[Texto fornecido]
· · · ·
Em nota, a Amil afirmou que oferece aos seus clientes acesso a procedimentos solicitados por médicos brasileiros e estrangeiros com CRM ou "em condições especiais autorizadas pelo Ministério da Saúde", como é o caso do Mais Médicos. A operadora informou, ainda, que "reforçará essa orientação com toda a sua rede credenciada".
A diretriz da Associação Brasileira de Planos de Saúde (Abramge) aos seus associados é a de que a solicitação de um médico intercambista só pode ser aceita na esfera privada se sua assinatura estiver acompanhada da de seu supervisor - médico brasileiro com registro no CRM. Para a entidade, o registro provisório permite que um estrangeiro exerça a medicina no Brasil "exclusivamente no âmbito público".
Esse não é, porém, o entendimento do Ministério da Saúde, segundo o qual o RMS tem os mesmos moldes do CRM, habilitando o intercambista a "expedir atestados, requisitar exames, prescrever medicamentos e realizar laudos, obedecendo à mesma legislação aplicada aos demais médicos que atuam no Brasil". Não aceitar documento emitido por médicos do Mais Médicos, portanto, "constitui uma ilegalidade punível na forma da lei".
A Abramge afirmou desconhecer negativas de cobertura de exames assinados por intercambistas do Mais Médicos, mas destacou que "a operadora não pode atender a solicitações enviadas por médicos estrangeiros que não estejam regularizados no CRM, para não incorrer no risco de prestar um serviço doloso ao paciente". Para que um diploma estrangeiro de médico seja reconhecido no Brasil, tornando o profissional apto a se registrar no Conselho, é preciso que ele preste o Exame Nacional de Revalidação de Diplomas Médicos Expedidos por Instituições de Educação Superior Estrangeira (Revalida). O programa Mais Médicos, no entanto, não tem o Revalida como requisito para a admissão de seus profissionais.
Das quatro reclamações recebidas pela ANS, três foram resolvidas por meio de Notificação de Intermediação Preliminar (NIP), isto é, sem necessidade de aplicar penalidades. Na primeira, a operadora atendeu à solicitação dentro do prazo; na segunda, o plano de saúde ressarciu o cliente pelos valores gastos com os procedimentos prescritos pelo médico estrangeiro; no último caso, o paciente não respondeu se a situação foi regularizada, mas, caso deseje, poderá reabrir a denúncia a qualquer tempo.
Já a reclamação não solucionada pela operadora, registrada em maio de 2014, implicou em penalização da empresa por violar a Lei dos Planos de Saúde, editada em 1998.
Foi aplicada apenas uma "sanção de advertência", já que a paciente acabou encaminhada a um médico credenciado, livrando o convênio do pagamento de multa pecuniária.
A obrigatoriedade das operadoras cobrirem requisições assinadas por profissionais credenciados ao Mais Médicos está ancorada em um parecer da Advocacia-Geral da União (AGU) que prevê aos intercambistas habilitação legal para exercer todas as suas atividades médicas. Dessa forma, quaisquer atestados, exames ou receituários carimbados por eles têm "plena validade jurídica", sem a necessidade de que seu supervisor os subscreva.
O parecer foi elaborado depois que uma clínica particular de Minas Gerais recusou-se, em 2014, a realizar uma ecografia prescrita a uma paciente gestante por médica cubana cooperada do programa. Ministério da Saúde e AGU moveram ação contra a clínica e obtiveram decisão favorável da 1ª Vara de Uberlândia.
Na ocasião, o juiz federal Bruno Vasconcelos determinou que a clínica realizasse todos os exames de sua competência, sob pena de multa diária de R$ 15 mil em caso de descumprimento. "Não há motivos para discriminação aos médicos estrangeiros participantes do Mais Médicos, já que sua atuação encontra-se legalmente respaldada", escreveu o magistrado, na decisão.
· · · ·
[Enunciado] Reescreva o trecho do texto sobre o Mais Médicos começando em "A Abramge afirmou" e seguindo até "de seus profissionais.", substituindo "Abramge" por "Associação Brasileira de Planos de Saúde". Os registros abaixo provêm de uma fonte diferente.
· · · ·
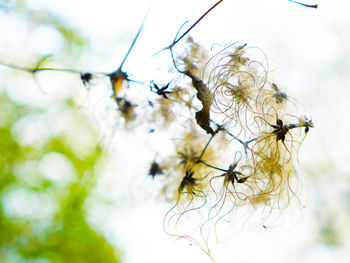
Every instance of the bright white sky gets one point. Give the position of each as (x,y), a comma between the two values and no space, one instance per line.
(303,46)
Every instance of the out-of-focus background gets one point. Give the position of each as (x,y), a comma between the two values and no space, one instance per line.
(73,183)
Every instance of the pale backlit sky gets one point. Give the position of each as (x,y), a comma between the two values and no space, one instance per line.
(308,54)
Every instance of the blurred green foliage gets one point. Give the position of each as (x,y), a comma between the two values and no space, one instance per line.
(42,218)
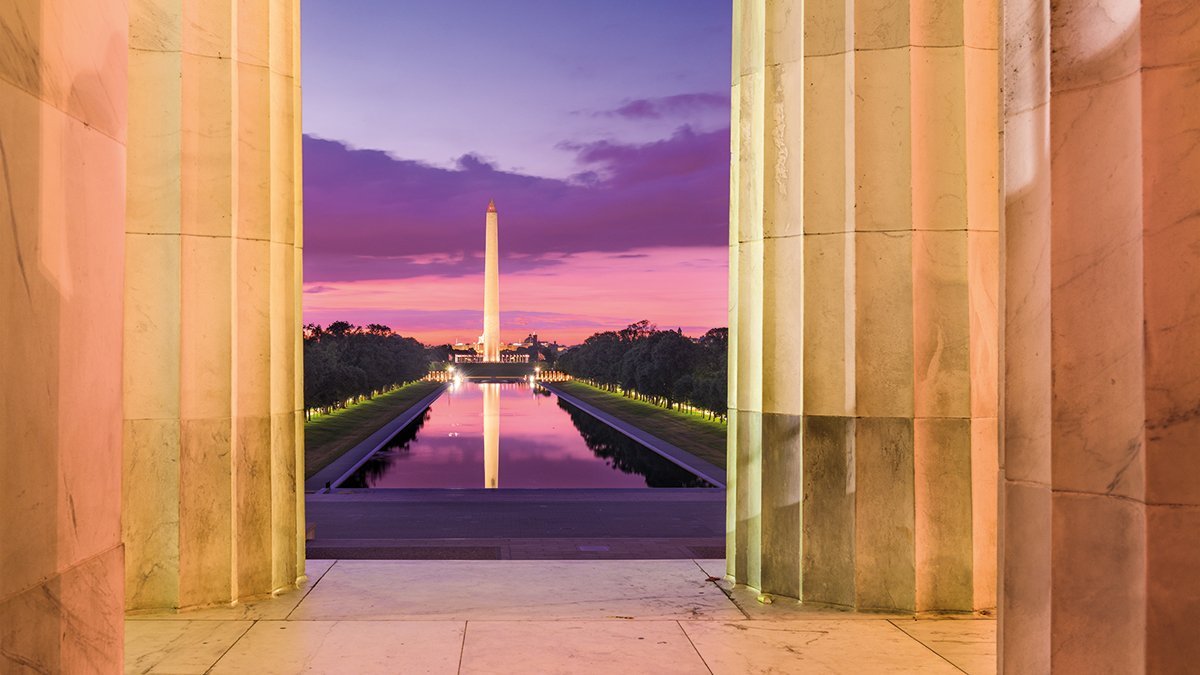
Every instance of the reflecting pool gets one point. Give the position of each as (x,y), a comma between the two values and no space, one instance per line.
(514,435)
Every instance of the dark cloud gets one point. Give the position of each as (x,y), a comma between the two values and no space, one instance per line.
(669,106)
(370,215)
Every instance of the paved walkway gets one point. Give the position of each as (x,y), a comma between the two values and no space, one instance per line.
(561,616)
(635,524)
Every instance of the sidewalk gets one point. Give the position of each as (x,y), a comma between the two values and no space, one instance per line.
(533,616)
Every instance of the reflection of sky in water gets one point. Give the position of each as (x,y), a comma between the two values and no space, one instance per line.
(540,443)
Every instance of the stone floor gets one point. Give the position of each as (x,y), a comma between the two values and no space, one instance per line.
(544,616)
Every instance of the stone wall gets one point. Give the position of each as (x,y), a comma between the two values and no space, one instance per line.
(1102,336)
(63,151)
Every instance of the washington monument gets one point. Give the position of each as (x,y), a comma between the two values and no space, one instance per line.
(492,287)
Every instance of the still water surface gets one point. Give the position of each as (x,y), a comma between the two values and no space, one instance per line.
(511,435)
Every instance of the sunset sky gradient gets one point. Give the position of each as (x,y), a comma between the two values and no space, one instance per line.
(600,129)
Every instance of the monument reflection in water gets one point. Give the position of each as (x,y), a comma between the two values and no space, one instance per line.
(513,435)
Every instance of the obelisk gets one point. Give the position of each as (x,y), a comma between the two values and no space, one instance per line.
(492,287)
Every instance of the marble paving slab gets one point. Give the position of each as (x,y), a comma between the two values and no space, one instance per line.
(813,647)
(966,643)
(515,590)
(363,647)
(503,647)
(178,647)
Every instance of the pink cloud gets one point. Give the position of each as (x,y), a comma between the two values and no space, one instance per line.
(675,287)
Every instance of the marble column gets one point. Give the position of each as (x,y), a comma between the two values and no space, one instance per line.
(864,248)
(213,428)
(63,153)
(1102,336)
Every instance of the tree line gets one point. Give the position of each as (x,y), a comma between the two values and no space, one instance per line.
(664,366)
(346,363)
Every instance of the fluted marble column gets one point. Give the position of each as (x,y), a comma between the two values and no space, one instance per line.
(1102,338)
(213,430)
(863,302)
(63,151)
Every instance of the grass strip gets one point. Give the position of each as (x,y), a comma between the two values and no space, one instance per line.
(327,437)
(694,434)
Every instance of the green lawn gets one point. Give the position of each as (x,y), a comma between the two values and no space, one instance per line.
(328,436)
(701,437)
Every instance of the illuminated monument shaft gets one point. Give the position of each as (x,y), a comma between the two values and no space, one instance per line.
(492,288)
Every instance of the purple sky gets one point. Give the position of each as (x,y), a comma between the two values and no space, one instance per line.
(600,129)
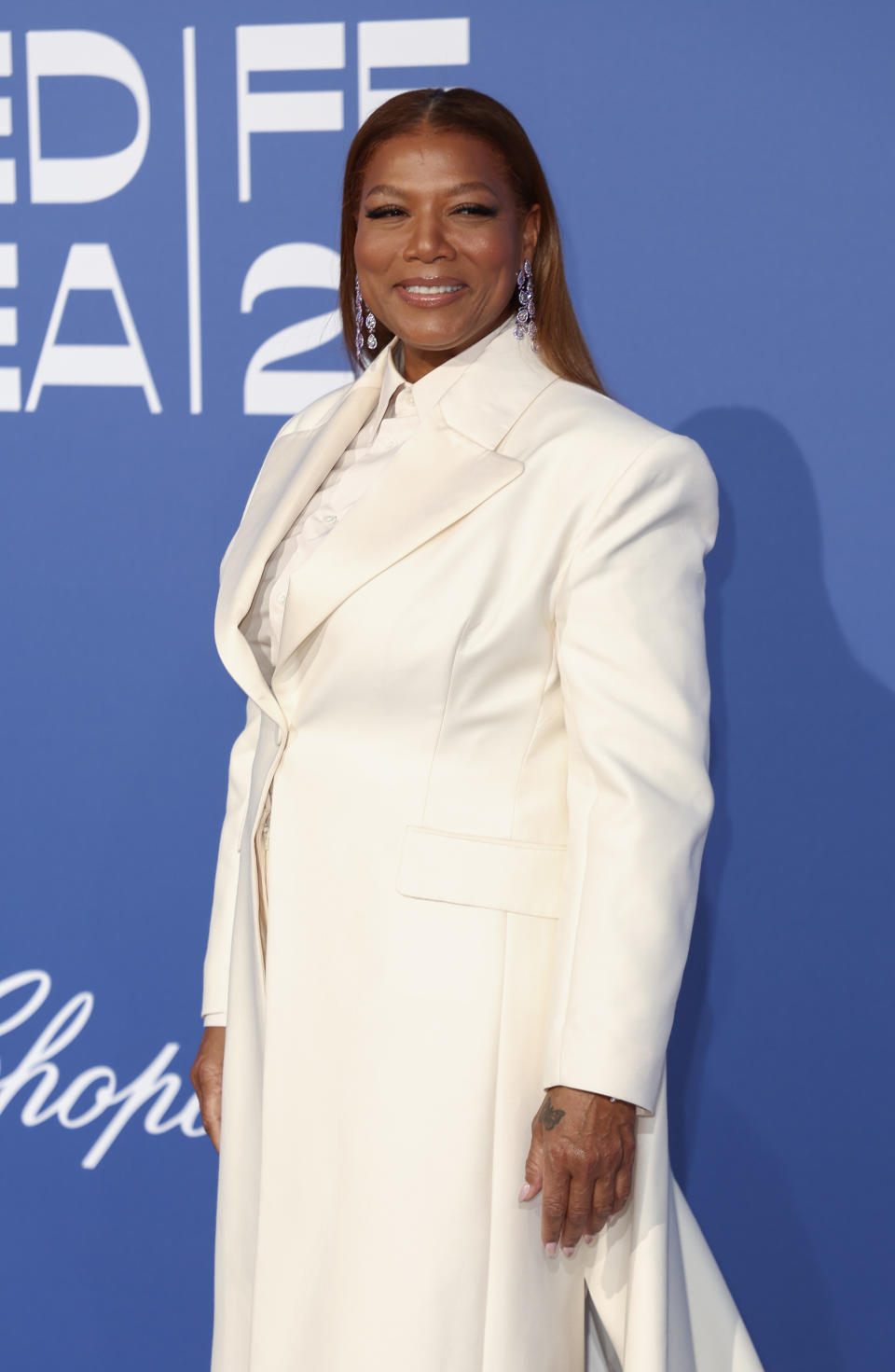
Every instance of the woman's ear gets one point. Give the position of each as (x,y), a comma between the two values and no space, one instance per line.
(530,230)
· · · ·
[Resposta]
A Associação Brasileira de Planos de Saúde afirmou desconhecer negativas de cobertura de exames assinados por intercambistas do Mais Médicos, mas destacou que "a operadora não pode atender a solicitações enviadas por médicos estrangeiros que não estejam regularizados no CRM, para não incorrer no risco de prestar um serviço doloso ao paciente". Para que um diploma estrangeiro de médico seja reconhecido no Brasil, tornando o profissional apto a se registrar no Conselho, é preciso que ele preste o Exame Nacional de Revalidação de Diplomas Médicos Expedidos por Instituições de Educação Superior Estrangeira (Revalida). O programa Mais Médicos, no entanto, não tem o Revalida como requisito para a admissão de seus profissionais.